* Start Exercise data *

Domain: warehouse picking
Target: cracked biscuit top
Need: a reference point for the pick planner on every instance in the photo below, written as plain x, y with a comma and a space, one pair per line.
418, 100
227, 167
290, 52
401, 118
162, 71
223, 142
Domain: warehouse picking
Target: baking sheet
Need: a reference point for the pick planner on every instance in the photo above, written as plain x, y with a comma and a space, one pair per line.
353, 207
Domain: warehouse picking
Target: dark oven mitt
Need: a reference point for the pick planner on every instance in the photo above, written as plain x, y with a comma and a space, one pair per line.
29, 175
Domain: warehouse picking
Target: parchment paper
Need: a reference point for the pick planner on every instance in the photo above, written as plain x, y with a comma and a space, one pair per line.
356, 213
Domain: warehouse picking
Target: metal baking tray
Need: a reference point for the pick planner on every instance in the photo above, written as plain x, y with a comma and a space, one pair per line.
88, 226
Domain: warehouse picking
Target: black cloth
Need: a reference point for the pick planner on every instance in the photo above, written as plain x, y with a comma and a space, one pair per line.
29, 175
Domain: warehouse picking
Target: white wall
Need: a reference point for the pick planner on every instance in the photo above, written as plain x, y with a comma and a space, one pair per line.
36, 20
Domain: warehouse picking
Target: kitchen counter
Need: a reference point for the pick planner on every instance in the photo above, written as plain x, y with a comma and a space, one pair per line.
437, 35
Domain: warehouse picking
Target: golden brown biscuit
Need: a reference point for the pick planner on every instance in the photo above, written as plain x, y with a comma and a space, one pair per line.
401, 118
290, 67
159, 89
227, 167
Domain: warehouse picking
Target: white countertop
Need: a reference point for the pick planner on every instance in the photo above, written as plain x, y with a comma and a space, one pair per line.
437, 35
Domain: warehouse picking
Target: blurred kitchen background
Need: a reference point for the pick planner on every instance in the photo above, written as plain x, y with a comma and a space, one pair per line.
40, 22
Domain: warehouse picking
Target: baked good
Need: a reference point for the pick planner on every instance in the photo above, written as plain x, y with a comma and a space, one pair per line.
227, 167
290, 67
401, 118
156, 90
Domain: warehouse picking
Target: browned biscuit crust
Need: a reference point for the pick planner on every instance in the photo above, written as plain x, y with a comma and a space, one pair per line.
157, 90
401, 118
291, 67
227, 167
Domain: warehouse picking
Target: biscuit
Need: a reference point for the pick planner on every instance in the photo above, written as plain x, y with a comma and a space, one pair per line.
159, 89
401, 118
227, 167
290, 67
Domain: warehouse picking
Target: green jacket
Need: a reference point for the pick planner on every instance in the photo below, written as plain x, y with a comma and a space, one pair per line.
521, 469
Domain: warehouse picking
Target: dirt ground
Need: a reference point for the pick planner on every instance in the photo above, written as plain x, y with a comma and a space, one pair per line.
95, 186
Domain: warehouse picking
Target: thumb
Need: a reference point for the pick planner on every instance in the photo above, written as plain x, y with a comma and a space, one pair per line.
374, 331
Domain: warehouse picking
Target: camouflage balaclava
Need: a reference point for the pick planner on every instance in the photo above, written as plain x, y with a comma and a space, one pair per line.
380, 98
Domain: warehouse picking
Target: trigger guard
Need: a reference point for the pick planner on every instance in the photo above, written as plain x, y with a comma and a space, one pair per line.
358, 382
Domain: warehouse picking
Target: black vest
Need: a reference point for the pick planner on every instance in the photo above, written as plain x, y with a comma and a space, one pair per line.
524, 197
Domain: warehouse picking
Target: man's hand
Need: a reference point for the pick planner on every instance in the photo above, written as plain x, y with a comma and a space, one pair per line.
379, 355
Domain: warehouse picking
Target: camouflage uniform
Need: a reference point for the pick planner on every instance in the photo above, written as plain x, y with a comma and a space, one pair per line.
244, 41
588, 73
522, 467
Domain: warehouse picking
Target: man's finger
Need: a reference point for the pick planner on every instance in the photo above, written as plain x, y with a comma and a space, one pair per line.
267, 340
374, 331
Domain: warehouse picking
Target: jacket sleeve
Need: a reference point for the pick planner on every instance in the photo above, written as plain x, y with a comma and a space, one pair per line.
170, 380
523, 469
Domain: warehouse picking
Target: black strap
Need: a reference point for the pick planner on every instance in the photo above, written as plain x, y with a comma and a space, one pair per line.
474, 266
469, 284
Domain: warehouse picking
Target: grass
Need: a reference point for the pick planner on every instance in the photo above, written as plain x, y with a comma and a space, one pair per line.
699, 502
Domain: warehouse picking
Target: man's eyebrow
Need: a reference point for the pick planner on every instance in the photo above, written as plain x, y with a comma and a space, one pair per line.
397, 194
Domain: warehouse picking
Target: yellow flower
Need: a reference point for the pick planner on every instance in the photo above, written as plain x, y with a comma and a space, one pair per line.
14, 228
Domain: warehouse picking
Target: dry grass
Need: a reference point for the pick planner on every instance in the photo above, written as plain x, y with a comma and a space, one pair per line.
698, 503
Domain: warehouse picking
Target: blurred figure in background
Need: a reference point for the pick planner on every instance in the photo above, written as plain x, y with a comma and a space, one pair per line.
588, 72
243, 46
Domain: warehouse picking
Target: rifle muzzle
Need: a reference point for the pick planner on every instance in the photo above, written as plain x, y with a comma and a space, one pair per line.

* End Exercise data *

Task to complete:
Quote each line of the data above exactly as written.

Response:
Domain: warehouse picking
Target: cracked biscuit top
Need: a reference point for the pick planner on every instance in the photo below, written as plain x, y with a comma and a space, one pair per line.
418, 100
227, 167
290, 52
401, 118
162, 71
223, 142
Domain: warehouse picking
Target: baking sheet
Need: a reference point for the pick planner on every instance in the photo above, written as plain x, y with a comma and a space, one pair per line.
353, 207
Domain: warehouse picking
Target: dark oven mitt
Need: a reference point for the pick planner on every instance in the photo above, written as plain x, y with a comma and a space, one pair per line.
29, 175
Domain: warehouse picking
Target: parchment paper
Need: a reference point for the pick planner on every instance in the photo above, written as plain x, y with a comma and a space, one pair per line.
356, 213
Domain: warehouse picking
Target: metal baking tray
Need: a reference point for the pick planner on every instance in the photo above, written as plain x, y with a comma and a space, one pair per line.
88, 226
Domain: warehouse picking
Target: black cloth
Need: a reference point for the pick planner on every instance in the photo above, written as plain x, y with a comma and a space, one pair per line.
29, 175
Domain: warehouse picking
Target: white wall
Need: a reference point for the pick planner on every instance in the photo above, written as plain x, y with a comma and a space, one pair per line.
36, 20
Domain: warehouse picking
Target: kitchen counter
Need: a reference point for the pick planner on every instance in the photo above, written as plain x, y with a comma and a space, one pair per line.
437, 35
Domain: warehouse picking
Target: golden brown biscuit
Need: a reference point for the pick planner on every instance in the photo above, written as plain x, y with a comma and a space, one pair per line.
401, 118
290, 67
159, 89
227, 167
Domain: warehouse picking
Target: white countertop
Need: a reference point for the pick planner on every instance in the photo above, written as plain x, y with a comma and a space, one pair per line.
437, 35
Domain: warehouse picking
Target: blurred kitchen background
Need: a reference point for the pick planner on every instance in the photo above, written as plain x, y with a comma and a space, one pair per line.
40, 22
Domain: warehouse picking
Target: baked good
Need: a reference point for the pick planner on every instance in the photo above, written as plain x, y with a comma and a space, one pair per line.
227, 167
290, 67
401, 118
156, 90
Domain: warehouse picking
Target: browned biscuit crust
Need: a reference point for the pick planner on every instance in the photo above, written as plain x, y with a comma and a space, one pair per line.
157, 90
401, 118
291, 67
227, 167
Domain: warehouse picking
Target: biscuit
Need: a reference point for the pick planner on every instance in the photo above, written as plain x, y with a comma and a space, one pair per line.
159, 89
401, 118
227, 167
290, 67
Domain: warehouse picking
Target: green jacket
Need: a reference point for the pick planner on every instance in the photo below, written as plain x, y with a comma and a space, one pair per line.
521, 469
Domain: warehouse picking
Target: dirt ground
Need: a reference point for the pick planner on every instance in the photo above, written as plain x, y with a comma and a space, one pair per line.
95, 186
Domain: warehouse picking
Target: thumb
Need: a reference point for the pick planner on every instance in the photo above, written as plain x, y with a comma and a space, one pair per line.
374, 331
Domain: warehouse picking
Target: camouflage balaclava
Need: a reference point for the pick planner on every instance in the photo above, written as plain x, y with a comma and a space, one pair per line.
380, 98
Domain: warehouse picking
Target: trigger guard
Need: a reference point for the pick planner on every instance in the photo above, written as plain x, y with a comma and a space, one pair per line.
358, 382
Domain: warehouse picking
Target: black vest
Need: a reference point for the pick planner on every instance in the photo above, written as plain x, y with a comma and a space, one pair per line.
524, 197
Domain: warehouse picking
Target: man's hand
Need: a reference point for the pick planner on every instance in the photo above, written as plain x, y with a comma and a space, one pair per line.
379, 355
Domain: warehouse picking
Target: camouflage uniform
Need: a reference point for the pick planner on every instance in the photo above, written as plain x, y with a comma and a space, one pair per line.
244, 41
588, 73
522, 467
Domain: warehouse picking
Target: man's finger
Need: a reference point for the pick planner on every instance in the photo above, written as plain x, y with a comma and a space, one pair per line.
267, 340
374, 331
Domain: warehouse picking
Target: jacket sleeve
Need: a reference point for the pick planner on every instance in the photo above, written as plain x, y with a comma and a space, one pair per line.
170, 380
523, 469
Domain: warehouse picking
Target: black strap
Need: a reference point for the pick planner on every instance in the photo above, written as plain x, y with a comma and a space, one pair per line.
474, 266
469, 284
Domain: warehouse picking
Target: grass
Need: a reference point for the pick planner on every instance in the photo above, written as plain x, y with a comma and a space, one pair per line.
699, 502
Domain: warehouse picking
Target: man's eyebrow
Need: a reference point for the pick planner on every instance in the photo above, written as plain x, y with a comma and a space, one pair per line.
397, 194
Domain: warehouse picking
Target: yellow flower
Need: a reference point for the pick planner on every instance in the photo above, written as plain x, y with a comma and a space, one pair per line.
14, 228
Domain: warehouse picking
Target: dry grass
Need: a reference point for the pick planner on every instance in the photo above, written as plain x, y with a comma and a space, one pair per line.
698, 503
Domain: warehouse picking
Target: blurred figure in background
Need: a reference point for the pick planner on every instance in the photo above, written as plain x, y with a comma and a space, one pair per line.
588, 72
243, 46
Domain: warehouse picking
Target: rifle muzzle
Need: a reference point for the pick planner on every instance in the photo above, written as plain x, y with a comma and a space, one pair per line.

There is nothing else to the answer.